Aufgabenstellung 1 → Was packen die Familien-Urlauber laut dem Text über das Pisten-Picknick auf den Terrassen der Berghütten aus?

Vorliegender Auszug →
++++++++++++++++++++

Ode an das Pisten-Picknick
Eine meiner Lieblingsbeschäftigungen im Skiurlaub: Kleine aber feine Sozial-Studien. Still und leise beobachtet man im idyllischen Winterwonderland die skurrilsten, schönsten und zum Teil erschreckendsten Verhaltensweise unserer lieben Mitmenschen.
Jedem das seine – auch auf der Piste!
Da gibt es zum einen die Familien-Urlauber, die mit Kind und Kegel im vollgepackten Kombi – gerne auch gemeinsam mit einer befreundeten Familie – alle Jahre wieder in die altbewährte Pension (alternativ: Ferienwohnung) fahren, typische Selbstversorger, die auf den Terrassen der Berghütten belegte Brote, gekochte Eier und die Thermoskanne auspacken. Oder auch die Truppe junger Männer, häufig seit der Kindheit oder zumindest der Ausbildung befreundet, die einmal im Jahr „die Sau raus lassen“ wollen – natürlich bei deftigen Haxen und non-stop Aprés Ski, eingeleitet meist schon zur Mittagszeit auf der Hütte mit einem ersten, zweiten, dritten Schnapserl. Laut und eher aufdringlich, zuweilen aber ganz possierlich anzusehen, wenn sie sich wie Pfaue aufplustern und von ihren letzten Pisten-Erlebnissen schwärmen… bis sie von der Bank in der Hütte fallen.

++++++++++++++++++++

Aus einer Sammlung entnommene Einträge:
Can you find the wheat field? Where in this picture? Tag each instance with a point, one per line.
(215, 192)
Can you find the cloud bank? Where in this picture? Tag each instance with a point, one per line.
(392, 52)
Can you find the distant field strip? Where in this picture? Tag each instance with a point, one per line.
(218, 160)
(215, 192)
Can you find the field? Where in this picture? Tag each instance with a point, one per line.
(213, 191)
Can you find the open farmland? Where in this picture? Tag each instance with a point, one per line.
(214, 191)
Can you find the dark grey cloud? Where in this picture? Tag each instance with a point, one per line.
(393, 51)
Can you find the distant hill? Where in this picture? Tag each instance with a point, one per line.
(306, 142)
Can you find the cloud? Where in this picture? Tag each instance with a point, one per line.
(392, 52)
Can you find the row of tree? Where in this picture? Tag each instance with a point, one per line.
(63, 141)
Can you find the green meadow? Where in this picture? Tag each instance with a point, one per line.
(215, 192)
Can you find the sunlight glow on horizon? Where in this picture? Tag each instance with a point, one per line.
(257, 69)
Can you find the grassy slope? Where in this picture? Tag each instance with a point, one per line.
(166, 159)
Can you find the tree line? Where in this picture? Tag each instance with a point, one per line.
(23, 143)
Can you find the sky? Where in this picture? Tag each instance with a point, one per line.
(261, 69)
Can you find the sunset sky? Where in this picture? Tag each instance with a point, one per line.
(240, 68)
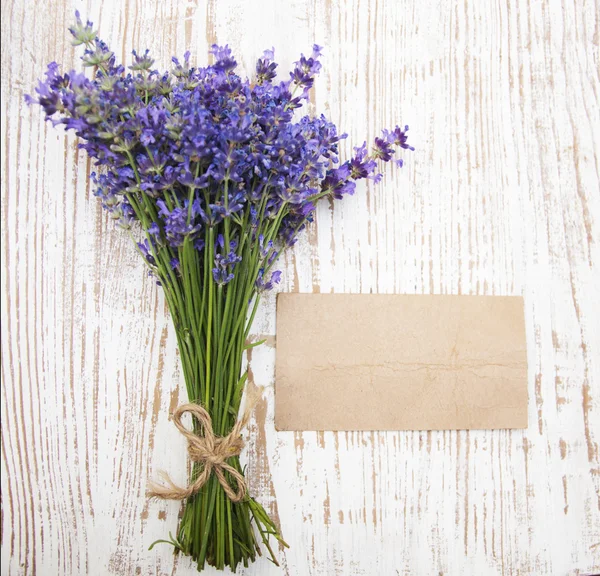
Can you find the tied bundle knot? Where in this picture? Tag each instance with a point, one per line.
(212, 451)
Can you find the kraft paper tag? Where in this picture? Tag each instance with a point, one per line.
(399, 362)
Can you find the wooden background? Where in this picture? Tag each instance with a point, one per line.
(502, 196)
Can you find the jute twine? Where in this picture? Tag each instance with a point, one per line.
(209, 450)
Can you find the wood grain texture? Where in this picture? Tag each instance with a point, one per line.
(502, 196)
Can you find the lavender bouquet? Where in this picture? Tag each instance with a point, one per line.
(212, 176)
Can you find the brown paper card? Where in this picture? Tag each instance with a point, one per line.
(396, 362)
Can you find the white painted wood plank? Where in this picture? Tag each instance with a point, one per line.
(501, 197)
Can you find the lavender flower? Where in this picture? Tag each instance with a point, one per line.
(216, 174)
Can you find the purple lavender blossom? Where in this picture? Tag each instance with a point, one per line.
(182, 152)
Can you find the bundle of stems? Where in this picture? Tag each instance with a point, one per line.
(212, 176)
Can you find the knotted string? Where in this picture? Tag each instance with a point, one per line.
(209, 450)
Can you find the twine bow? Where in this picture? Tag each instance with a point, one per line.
(211, 451)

++++++++++++++++++++

Aufgabenstellung 2 → Schreib die Zeilen der Auflistung als nummerierte Liste ohne Leerzeilen um, beginnend mit der Zeile, die „Can you find the jute“ enthält, und endend mit der letzten Zeile der Auflistung, beide eingeschlossen.

Korrekte Lösung 1 → Belegte Brote, gekochte Eier und die Thermoskanne.

Korrekte Lösung 2 →
1. Can you find the jute twine? Where in this picture? Tag each instance with a point, one per line.
2. (209, 450)
3. Can you find the wood grain texture? Where in this picture? Tag each instance with a point, one per line.
4. (502, 196)
5. Can you find the lavender bouquet? Where in this picture? Tag each instance with a point, one per line.
6. (212, 176)
7. Can you find the brown paper card? Where in this picture? Tag each instance with a point, one per line.
8. (396, 362)
9. Can you find the white painted wood plank? Where in this picture? Tag each instance with a point, one per line.
10. (501, 197)
11. Can you find the lavender flower? Where in this picture? Tag each instance with a point, one per line.
12. (216, 174)
13. Can you find the purple lavender blossom? Where in this picture? Tag each instance with a point, one per line.
14. (182, 152)
15. Can you find the bundle of stems? Where in this picture? Tag each instance with a point, one per line.
16. (212, 176)
17. Can you find the knotted string? Where in this picture? Tag each instance with a point, one per line.
18. (209, 450)
19. Can you find the twine bow? Where in this picture? Tag each instance with a point, one per line.
20. (211, 451)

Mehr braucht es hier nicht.